* _THE TASK_
Scan the records for the word "below". Copy each line that includes it.

(Saved entries)
+ + +

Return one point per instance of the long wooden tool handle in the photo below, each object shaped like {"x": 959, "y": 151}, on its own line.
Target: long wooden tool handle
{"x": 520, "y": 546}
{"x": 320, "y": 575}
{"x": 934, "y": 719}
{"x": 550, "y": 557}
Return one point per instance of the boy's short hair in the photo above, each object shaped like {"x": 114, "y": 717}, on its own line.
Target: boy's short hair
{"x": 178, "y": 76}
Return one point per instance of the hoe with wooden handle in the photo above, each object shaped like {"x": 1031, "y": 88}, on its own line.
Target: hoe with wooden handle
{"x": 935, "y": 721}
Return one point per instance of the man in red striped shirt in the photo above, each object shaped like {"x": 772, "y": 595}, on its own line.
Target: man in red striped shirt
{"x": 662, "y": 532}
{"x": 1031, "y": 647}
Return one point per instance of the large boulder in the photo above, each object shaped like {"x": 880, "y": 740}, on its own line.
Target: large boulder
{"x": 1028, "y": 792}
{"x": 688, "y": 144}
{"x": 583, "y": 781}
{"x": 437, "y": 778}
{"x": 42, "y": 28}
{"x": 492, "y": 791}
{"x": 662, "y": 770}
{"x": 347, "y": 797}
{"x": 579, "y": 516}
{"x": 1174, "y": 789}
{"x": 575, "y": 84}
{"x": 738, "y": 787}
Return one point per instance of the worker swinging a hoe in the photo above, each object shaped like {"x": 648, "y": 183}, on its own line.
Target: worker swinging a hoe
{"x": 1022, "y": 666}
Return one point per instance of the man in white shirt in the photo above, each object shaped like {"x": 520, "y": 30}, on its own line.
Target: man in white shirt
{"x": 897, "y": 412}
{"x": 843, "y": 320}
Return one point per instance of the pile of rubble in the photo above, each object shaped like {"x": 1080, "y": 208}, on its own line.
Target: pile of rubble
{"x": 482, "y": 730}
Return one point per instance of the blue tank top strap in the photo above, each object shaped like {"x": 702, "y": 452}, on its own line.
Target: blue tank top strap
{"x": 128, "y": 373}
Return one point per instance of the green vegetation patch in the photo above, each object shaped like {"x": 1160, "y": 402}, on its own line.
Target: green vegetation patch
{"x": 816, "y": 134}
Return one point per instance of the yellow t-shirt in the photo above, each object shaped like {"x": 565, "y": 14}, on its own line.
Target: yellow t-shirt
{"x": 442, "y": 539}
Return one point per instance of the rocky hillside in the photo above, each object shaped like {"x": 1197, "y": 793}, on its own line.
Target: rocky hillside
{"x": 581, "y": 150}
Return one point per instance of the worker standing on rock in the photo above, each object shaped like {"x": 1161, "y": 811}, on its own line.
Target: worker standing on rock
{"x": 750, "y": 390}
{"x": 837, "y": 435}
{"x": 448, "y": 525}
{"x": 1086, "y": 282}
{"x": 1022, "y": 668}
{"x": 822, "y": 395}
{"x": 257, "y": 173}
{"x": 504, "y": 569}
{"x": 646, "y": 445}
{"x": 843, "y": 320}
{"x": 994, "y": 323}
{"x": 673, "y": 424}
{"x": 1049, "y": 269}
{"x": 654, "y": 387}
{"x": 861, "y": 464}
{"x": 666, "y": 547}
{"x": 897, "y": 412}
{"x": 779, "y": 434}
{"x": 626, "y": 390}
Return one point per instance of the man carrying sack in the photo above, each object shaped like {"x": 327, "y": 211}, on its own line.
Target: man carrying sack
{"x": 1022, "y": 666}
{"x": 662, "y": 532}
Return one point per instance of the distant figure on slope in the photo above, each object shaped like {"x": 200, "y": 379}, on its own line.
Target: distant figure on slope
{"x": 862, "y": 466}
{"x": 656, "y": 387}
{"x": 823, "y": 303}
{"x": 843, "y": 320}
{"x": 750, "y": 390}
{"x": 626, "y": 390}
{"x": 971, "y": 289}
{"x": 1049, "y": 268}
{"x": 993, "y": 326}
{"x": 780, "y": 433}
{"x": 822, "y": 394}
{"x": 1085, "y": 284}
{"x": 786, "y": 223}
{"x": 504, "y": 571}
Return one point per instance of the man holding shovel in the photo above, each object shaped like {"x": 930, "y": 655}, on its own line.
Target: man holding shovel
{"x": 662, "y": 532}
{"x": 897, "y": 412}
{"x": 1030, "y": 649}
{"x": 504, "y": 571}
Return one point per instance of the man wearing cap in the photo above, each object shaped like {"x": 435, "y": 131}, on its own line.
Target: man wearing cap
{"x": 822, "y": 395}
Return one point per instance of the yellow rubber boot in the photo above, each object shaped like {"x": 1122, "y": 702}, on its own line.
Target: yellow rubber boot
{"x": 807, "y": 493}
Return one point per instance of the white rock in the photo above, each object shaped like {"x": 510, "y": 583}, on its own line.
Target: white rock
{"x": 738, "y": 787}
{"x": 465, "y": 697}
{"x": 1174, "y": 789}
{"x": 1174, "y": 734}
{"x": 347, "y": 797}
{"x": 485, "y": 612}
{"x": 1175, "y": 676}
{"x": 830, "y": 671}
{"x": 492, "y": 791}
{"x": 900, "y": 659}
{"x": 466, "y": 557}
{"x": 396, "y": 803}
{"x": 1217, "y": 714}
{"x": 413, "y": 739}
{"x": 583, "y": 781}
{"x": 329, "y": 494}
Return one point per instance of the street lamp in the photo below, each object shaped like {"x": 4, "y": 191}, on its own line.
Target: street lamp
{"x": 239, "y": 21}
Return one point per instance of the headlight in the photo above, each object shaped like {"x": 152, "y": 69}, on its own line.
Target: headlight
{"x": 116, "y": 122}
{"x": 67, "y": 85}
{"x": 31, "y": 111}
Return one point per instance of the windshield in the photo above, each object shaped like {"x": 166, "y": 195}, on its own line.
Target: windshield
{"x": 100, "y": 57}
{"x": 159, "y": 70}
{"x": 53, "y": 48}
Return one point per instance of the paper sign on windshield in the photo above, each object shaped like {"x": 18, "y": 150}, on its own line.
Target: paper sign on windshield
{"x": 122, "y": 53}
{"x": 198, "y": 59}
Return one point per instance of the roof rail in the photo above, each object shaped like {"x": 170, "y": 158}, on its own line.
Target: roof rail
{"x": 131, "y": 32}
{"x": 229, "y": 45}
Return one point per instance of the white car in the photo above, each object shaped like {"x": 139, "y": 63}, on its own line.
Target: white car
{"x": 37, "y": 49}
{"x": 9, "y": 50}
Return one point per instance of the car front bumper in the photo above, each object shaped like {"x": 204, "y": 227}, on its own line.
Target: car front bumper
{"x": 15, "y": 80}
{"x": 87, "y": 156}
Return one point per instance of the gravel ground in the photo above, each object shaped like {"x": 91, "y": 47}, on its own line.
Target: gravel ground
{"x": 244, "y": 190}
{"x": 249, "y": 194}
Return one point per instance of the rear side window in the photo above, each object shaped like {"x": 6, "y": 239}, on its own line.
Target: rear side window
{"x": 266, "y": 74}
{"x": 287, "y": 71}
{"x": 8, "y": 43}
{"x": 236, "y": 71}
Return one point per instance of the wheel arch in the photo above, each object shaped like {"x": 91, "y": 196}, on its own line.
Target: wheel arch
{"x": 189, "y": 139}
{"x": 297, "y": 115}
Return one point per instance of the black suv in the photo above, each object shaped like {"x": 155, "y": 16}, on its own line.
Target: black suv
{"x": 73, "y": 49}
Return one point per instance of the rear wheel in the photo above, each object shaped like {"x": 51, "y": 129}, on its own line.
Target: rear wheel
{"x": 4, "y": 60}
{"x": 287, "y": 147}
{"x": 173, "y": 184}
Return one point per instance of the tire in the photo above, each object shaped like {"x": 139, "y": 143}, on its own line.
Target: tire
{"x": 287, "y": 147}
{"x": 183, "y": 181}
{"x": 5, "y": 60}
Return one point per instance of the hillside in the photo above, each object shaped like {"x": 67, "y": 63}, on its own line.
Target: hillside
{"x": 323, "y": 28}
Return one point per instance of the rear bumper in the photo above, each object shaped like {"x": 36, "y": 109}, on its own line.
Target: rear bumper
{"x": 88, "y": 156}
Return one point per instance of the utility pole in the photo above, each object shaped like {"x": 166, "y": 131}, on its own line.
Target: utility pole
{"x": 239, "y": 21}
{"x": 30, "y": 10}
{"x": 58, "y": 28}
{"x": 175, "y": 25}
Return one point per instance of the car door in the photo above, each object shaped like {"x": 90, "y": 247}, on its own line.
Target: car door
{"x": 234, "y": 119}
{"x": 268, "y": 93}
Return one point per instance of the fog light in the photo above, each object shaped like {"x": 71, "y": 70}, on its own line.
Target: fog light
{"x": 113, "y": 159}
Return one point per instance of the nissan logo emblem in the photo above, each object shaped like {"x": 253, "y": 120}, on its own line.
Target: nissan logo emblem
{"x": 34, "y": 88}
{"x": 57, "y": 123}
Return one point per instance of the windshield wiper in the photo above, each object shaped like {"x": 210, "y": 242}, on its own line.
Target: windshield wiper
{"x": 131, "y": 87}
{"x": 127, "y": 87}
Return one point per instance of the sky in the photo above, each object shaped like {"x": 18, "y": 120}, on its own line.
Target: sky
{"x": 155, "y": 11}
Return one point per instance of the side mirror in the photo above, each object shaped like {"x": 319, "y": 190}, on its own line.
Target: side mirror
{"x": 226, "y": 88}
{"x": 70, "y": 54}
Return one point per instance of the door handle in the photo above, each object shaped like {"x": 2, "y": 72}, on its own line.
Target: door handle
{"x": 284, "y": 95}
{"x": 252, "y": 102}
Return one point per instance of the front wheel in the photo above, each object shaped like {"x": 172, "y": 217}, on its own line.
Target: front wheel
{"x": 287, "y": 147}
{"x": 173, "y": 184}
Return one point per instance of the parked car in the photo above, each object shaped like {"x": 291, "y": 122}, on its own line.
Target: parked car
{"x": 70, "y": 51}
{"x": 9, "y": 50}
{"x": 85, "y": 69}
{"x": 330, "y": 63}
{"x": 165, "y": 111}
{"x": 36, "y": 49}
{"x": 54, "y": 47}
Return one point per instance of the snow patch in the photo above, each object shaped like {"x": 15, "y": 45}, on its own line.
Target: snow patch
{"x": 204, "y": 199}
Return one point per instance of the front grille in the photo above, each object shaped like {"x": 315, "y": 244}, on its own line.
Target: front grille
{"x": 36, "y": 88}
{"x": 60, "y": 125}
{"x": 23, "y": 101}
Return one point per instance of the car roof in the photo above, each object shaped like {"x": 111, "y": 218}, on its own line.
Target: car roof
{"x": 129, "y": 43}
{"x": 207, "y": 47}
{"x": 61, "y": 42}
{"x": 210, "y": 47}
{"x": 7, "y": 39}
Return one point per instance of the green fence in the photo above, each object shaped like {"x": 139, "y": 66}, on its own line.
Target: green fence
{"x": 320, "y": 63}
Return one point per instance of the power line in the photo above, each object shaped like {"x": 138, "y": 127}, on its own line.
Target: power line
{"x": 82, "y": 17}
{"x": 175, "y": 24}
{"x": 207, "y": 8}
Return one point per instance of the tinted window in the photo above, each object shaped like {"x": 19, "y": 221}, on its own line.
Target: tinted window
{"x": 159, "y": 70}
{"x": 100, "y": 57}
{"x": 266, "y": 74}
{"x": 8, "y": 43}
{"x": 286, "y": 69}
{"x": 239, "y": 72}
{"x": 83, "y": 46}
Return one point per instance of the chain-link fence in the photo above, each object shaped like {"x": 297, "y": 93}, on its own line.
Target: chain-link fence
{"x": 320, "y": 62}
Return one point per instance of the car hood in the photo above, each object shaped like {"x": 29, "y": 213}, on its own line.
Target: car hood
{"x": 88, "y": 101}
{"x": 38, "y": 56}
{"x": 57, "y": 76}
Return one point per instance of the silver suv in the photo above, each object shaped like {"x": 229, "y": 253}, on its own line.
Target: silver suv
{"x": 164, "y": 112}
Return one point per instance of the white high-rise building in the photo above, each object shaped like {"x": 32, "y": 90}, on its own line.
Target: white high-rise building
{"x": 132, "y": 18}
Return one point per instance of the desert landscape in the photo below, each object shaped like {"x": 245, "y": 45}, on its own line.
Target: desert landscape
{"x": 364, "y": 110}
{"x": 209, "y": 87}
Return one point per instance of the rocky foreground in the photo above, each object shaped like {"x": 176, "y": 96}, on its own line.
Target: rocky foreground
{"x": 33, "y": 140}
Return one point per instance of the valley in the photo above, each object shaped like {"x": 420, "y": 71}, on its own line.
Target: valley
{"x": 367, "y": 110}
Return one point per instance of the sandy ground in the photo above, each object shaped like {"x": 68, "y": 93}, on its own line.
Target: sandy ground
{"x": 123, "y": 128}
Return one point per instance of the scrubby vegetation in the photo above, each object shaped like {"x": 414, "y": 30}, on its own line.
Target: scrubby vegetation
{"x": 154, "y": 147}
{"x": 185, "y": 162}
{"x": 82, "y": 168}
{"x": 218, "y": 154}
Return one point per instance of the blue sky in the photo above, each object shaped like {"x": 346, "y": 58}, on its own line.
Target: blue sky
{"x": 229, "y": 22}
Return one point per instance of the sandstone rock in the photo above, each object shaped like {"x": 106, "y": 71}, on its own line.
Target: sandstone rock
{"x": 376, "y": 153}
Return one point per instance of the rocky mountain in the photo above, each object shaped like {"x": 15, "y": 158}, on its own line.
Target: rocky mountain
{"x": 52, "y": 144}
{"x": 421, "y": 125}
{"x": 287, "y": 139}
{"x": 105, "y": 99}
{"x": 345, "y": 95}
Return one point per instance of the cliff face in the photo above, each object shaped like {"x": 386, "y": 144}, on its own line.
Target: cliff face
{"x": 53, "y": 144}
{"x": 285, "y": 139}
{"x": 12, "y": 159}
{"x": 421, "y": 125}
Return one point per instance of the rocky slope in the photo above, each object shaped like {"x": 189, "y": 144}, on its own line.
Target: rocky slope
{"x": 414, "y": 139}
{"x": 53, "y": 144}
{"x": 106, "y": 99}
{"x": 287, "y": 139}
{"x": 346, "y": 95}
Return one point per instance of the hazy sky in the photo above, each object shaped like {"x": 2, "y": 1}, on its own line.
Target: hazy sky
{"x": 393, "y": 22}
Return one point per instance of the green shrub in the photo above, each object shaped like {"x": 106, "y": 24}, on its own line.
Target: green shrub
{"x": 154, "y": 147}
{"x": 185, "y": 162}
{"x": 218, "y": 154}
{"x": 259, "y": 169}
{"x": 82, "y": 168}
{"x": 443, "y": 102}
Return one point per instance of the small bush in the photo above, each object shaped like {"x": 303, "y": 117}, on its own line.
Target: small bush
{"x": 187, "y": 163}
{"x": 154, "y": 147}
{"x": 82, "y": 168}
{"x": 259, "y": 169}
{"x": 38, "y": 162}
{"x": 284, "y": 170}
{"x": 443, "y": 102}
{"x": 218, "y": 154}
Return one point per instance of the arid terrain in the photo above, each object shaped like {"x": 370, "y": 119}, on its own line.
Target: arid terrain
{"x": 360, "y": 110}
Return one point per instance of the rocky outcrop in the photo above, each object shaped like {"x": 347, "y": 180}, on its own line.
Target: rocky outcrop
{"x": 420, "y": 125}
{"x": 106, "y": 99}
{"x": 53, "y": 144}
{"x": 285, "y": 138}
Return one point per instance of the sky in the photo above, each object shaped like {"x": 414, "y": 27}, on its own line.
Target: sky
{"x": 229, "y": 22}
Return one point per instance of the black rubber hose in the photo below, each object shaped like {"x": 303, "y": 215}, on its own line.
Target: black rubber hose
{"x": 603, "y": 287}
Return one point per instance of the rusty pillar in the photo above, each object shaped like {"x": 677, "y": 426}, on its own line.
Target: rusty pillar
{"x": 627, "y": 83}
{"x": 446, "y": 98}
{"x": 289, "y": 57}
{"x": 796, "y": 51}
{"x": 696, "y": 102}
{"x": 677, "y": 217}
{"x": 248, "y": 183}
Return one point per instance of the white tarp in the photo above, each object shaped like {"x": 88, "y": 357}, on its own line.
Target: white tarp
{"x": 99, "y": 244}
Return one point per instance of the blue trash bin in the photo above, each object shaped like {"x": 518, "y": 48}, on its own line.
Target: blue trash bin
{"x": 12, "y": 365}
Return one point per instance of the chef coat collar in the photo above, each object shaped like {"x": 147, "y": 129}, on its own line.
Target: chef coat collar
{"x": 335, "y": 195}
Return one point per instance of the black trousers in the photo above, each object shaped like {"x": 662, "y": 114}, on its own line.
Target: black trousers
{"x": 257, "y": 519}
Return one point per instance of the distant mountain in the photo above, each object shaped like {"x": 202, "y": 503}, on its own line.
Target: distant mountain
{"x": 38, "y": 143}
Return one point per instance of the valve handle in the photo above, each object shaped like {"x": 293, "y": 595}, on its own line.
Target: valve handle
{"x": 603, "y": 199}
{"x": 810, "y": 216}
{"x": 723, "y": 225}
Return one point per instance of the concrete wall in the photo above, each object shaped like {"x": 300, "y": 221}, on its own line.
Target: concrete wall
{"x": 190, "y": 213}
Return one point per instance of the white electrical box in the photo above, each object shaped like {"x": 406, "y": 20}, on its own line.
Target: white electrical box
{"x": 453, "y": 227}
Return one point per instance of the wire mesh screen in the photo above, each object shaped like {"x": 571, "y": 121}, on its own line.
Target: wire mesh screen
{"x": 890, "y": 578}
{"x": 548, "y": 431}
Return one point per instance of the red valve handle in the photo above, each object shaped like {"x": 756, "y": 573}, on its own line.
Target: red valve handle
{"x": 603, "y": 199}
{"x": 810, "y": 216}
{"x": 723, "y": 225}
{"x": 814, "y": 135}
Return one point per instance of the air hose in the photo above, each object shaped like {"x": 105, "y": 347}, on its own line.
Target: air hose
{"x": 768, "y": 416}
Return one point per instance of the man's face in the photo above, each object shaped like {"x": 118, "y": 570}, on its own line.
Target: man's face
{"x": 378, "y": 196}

+ + +

* _ANSWER SPACE_
Return one point per instance of the long wooden tool handle in the photo below, each object shaped like {"x": 959, "y": 151}, on its own line.
Return one point per instance of the street lamp in the photo below, each object shaped like {"x": 4, "y": 191}, on its own line.
Return one point per instance of the desert landscape in the photo below, each object shaped like {"x": 245, "y": 45}, on its own line.
Return one point per instance of the black rubber hose in the photo below, each object shaped like {"x": 303, "y": 215}, on its own line.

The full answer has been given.